Please continue the aquarium photo thread below from its final line.

- **Excerpt to read**:

------------------------

# Random Photos of my Tanks (frequent updates) >56K warning<



## Chuppy (Aug 5, 2007)

Hey there...

I just got hold of a digital SLR camera and was hoping to play around with it... i will be posting pictures up of the tank inhabitants... the tank itself and such using this camera ... This is practice and i was hoping i could hear all the APC community's opinions...

Here goes









My Grade S Crystal Red Shrimp Grade S+ Tiger Tooth









There he goes.. wondering away from my camera lenses  Come back!!









Can someone ID this plant for me? It is red and rather spiky around the leaves... Love it but don't know what it is....









My Mini Riccia Lawn .. going to remove it soon cause it has been a PITA lol









This is also another one of my favourite plants... and it is currently getting damaged by my excel dosage.... BTW can help ID this plant?









My very naughty Tomato Clownfish hosting in this rare specimen.. The Rose Anemone...

Well that is all for tonight... all comments appreciated... =)

Drew


----------



## zQ. (Dec 15, 2006)

I think the plant you are guessing the ID is Hottonia palustris


----------



## Chuppy (Aug 5, 2007)

------------------------

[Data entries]
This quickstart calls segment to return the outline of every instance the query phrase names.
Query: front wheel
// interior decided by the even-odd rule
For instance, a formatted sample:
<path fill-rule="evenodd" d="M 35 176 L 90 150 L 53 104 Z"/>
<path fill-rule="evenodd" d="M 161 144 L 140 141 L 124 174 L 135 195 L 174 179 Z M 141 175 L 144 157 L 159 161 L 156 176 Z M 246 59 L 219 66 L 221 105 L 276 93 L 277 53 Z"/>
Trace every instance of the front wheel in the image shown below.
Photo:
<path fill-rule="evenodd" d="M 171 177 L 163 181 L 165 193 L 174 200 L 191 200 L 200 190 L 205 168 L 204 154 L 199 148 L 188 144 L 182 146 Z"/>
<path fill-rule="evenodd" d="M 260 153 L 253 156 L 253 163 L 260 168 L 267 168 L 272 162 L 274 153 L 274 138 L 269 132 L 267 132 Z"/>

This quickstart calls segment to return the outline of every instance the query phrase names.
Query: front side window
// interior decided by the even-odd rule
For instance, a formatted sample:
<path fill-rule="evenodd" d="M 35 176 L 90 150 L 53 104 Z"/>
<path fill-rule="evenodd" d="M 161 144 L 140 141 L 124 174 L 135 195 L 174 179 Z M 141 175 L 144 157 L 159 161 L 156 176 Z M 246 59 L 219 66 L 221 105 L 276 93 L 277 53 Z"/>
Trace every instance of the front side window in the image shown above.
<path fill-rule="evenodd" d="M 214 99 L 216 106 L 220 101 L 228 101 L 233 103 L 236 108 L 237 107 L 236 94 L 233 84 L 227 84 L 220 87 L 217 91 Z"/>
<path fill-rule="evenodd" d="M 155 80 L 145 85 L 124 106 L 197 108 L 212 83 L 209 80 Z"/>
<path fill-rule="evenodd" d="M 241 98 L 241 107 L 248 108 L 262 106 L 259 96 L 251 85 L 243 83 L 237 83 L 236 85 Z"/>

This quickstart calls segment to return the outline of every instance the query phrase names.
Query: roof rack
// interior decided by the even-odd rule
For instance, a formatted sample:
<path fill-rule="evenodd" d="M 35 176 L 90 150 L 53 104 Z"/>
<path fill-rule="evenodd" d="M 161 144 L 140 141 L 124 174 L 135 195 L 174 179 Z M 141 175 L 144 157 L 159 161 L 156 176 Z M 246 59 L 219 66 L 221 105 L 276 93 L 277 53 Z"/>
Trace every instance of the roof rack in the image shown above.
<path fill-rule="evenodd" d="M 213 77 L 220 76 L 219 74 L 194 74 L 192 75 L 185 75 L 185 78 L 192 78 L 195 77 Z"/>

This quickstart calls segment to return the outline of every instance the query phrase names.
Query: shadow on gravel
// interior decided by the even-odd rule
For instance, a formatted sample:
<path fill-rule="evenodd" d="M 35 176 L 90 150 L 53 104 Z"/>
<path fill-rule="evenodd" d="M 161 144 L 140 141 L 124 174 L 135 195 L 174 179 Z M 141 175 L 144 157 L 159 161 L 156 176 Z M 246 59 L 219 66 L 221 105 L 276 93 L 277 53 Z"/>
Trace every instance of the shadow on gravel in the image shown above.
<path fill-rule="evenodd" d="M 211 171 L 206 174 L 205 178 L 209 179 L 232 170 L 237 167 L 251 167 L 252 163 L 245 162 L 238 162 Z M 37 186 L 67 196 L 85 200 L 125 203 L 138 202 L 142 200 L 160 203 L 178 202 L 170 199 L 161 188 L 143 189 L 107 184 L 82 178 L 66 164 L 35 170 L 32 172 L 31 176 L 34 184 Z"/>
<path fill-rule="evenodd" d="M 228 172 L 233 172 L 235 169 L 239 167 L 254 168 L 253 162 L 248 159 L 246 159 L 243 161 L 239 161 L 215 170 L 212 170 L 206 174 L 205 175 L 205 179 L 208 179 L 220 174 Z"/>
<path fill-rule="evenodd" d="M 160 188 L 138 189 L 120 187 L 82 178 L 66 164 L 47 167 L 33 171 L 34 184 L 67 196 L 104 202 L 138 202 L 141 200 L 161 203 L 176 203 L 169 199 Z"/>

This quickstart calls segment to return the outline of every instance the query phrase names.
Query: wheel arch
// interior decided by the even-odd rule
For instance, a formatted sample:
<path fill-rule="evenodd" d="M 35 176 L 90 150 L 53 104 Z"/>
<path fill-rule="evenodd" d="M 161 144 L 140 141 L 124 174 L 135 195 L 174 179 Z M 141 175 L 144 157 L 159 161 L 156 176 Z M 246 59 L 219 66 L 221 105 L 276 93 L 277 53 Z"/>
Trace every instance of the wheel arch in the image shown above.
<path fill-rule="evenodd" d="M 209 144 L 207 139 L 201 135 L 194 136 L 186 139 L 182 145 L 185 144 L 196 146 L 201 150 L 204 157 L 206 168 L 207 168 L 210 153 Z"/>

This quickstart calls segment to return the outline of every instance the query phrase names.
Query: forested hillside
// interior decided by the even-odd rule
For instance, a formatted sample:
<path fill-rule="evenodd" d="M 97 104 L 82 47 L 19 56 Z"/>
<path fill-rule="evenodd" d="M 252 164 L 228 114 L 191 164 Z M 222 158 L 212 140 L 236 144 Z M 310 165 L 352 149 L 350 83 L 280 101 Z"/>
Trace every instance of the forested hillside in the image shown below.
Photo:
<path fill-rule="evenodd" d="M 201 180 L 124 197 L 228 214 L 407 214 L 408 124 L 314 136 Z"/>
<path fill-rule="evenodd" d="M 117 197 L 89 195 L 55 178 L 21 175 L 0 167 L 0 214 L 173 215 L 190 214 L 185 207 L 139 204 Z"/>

------------------------

- **Answer to this problem**:
If that is true then i am expecting flowers LOL... anyways... as most what most of you will notice... I am currently having some sort of an algae problem  lol the cause would be the fluctuating c02 levels


----------



## John N. (Dec 11, 2005)

Looks like Hottonia palustris to me. The pictures look great, but could be more focused. Nothing like see a beautiful shot of pearling riccia. Nice shrimp pics too!

-John N.


----------



## neonfish3 (Feb 12, 2004)

The pics are ok but the focus seems to be off on all of them.
Were you using manual focus or Auto focus?
What brand camera is it?
I disagree on the plant ID. To me that looks like Mermaid Weed (_Proserpinaca palustris )_
I've never seen red _Hottonia palustris.._


----------



## Chuppy (Aug 5, 2007)

John N. Thanks!! i agree... nothing beats a good view of a pearling riccia lawn! lol ... imagine our lawn pearling... i mean wow!(i know it is impossible)  ... I am currently a photography noob and working on the focusing... Macro functions are hard to work with  and the plant u are id-ing... is the 2nd Pic from the last right?

Neonfish.. Thanks! and to answer to your question.. i am using Auto Focus+Macro...
The camera i am having is 2nd hand Minolta DiMAGE A1 5.0Mpix..... 
I got this camera from my brother who has a thing for cameras for free while he upgraded to a full-SLR version(danm i wanted that!.. but since i got this for free.. I'm not complaining  ) Though this camera is a SLR-alike digital camera... it beats any other 5.0 digital camera easily no? 
And thanks on the Id... now i can give it optimum care...! 

Upon all the pics above... the ones which i could say.. "Hey! these aren't so bad!" are the pic with the shrimp and the pic of the riccia lawn.. no?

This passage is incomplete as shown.